■ Data shown
□ □ □ □ □ □ □
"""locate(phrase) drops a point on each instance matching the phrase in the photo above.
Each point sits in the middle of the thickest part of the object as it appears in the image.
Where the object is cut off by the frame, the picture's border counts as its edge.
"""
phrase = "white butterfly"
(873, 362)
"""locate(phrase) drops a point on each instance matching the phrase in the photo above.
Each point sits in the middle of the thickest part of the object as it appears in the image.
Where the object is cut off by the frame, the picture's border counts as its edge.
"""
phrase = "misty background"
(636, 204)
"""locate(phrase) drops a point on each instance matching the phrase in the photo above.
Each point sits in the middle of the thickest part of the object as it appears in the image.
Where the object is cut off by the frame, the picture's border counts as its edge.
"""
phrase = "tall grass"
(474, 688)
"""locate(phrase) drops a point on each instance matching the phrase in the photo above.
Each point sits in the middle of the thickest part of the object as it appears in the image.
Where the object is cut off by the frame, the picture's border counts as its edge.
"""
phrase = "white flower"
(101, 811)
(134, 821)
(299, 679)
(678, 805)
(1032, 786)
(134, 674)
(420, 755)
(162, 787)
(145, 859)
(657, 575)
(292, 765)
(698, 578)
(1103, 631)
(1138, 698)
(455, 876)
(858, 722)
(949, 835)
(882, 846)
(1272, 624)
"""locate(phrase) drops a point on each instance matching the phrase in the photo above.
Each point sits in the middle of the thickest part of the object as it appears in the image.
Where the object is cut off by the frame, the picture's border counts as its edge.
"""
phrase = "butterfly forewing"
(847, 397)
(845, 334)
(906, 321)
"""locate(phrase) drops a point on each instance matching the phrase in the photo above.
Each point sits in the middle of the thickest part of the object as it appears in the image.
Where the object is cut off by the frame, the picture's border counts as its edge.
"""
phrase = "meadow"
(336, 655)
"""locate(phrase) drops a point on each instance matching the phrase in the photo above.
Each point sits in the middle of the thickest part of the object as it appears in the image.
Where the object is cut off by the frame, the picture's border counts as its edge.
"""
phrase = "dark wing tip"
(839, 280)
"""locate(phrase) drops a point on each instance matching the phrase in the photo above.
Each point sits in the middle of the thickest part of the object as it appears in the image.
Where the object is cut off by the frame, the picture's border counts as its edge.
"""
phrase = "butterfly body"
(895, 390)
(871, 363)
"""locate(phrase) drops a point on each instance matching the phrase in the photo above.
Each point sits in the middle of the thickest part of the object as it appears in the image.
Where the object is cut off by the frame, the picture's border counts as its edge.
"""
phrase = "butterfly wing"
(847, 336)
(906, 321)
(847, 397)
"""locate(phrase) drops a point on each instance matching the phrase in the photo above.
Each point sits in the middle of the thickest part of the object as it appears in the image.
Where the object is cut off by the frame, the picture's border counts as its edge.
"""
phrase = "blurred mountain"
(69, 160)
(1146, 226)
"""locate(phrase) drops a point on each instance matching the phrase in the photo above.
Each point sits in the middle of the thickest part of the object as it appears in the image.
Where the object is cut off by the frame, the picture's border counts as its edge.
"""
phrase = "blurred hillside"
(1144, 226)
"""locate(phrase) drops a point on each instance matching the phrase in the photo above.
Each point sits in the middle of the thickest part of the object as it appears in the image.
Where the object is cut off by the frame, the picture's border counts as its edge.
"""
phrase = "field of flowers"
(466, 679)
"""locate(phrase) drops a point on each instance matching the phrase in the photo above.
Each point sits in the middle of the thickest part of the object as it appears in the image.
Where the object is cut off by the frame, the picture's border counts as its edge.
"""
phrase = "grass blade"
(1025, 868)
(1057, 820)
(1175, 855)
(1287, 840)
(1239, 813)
□ □ □ □ □ □ □
■ Exercise instructions
Give the records again, complete and exact.

■ Solution to this problem
"""locate(phrase) drops a point on each instance matching the phrase in the photo above.
Each point sits in the middle of the thickest part of the object as it appears in the image.
Where the object is cut off by the frame, the picture's border counts as its edge.
"""
phrase = "white butterfly"
(873, 362)
"""locate(phrase) drops a point on each instance matching the phrase in the photo above.
Each point sits in the middle of the thickest part of the object as it appears in the image.
Where the object is cut off by the frame, the picture's border counts as its edge.
"""
phrase = "misty background"
(636, 204)
"""locate(phrase) drops a point on each instance matching the phrase in the photo above.
Each point sits in the middle of the thickest part of the object as it appears in the image.
Where the object is cut off by the frame, the picture's border counts as its edge.
"""
phrase = "tall grass"
(474, 688)
"""locate(phrase) drops a point on each instance matching the phrase in the photo above.
Each point sits in the middle of the thickest part of the object as it appears in the image.
Where the object is cut off by the frame, the picture's border counts as its edge.
"""
phrase = "white flower"
(101, 811)
(134, 821)
(299, 679)
(678, 805)
(1032, 786)
(134, 674)
(420, 755)
(162, 787)
(145, 859)
(657, 575)
(292, 765)
(698, 578)
(1103, 631)
(1138, 698)
(455, 876)
(858, 722)
(949, 835)
(882, 846)
(1272, 624)
"""locate(phrase) drops a point on each instance matching the phrase in the photo above.
Each point sits in the middle of the thickest part of the object as it appears in the image.
Where the object is cut off by the frame, the picture's border counts as its edge.
"""
phrase = "butterfly forewing"
(847, 397)
(845, 334)
(906, 321)
"""locate(phrase) drops a point on each instance matching the phrase in the photo above.
Each point sits in the middle of the thickest part of the object as it appears in the image.
Where the object is cut off by the frame, the picture's border counts as its edge.
"""
phrase = "meadow"
(336, 655)
"""locate(phrase) drops a point on each instance matching the phrase in the photo above.
Each point sits in the middle of the thickest part of the object as it appears in the image.
Where the object is cut off by the frame, the picture's border counts as its edge.
"""
phrase = "dark wing tip"
(839, 280)
"""locate(phrase) drops a point on each instance matching the phrase in the photo above.
Each point sits in the middle of the thickest part of the object as it appears in the image.
Where the object is cut off by the frame, the picture's border counts as its edge.
"""
phrase = "butterfly body"
(895, 390)
(871, 363)
"""locate(phrase) drops a point on each instance matching the phrase in the photo above.
Each point sits in the middle of the thickest part of the object as it appears in the image.
Where the object is cut off by the frame, the picture's border counts as its edge.
"""
phrase = "butterfly wing"
(847, 336)
(906, 321)
(847, 397)
"""locate(phrase) drops a point on each instance matching the phrase in the photo above.
Each point sits in the middle of the thickest part of the object as it appears in the image.
Where the object is cut off by the frame, the picture's border counts as its edge.
"""
phrase = "blurred mountain"
(69, 160)
(1146, 226)
"""locate(phrase) drops a point on each instance matching the phrase in the photo above.
Each point sits in the middle of the thickest part of the object as it appears in the image.
Where the object is cut off by the frame, the picture's border counts as its edge.
"""
phrase = "blurred hillside"
(1144, 226)
"""locate(phrase) drops a point on each instance matching the phrase in the photo above.
Each point sits in the middle of the thickest part of the object as it appears in the image.
Where the object is cut off by the frame, the picture's border counts as its edge.
"""
phrase = "field of flowers"
(466, 679)
"""locate(phrase) drops a point on each instance matching the phrase in the photo above.
Each point sits in the middle of the thickest part of the object as it appears in the image.
Where the object is cut off by the frame, the picture's border counts as its edge.
"""
phrase = "grass blade"
(1025, 868)
(1057, 820)
(1175, 855)
(1287, 840)
(1239, 813)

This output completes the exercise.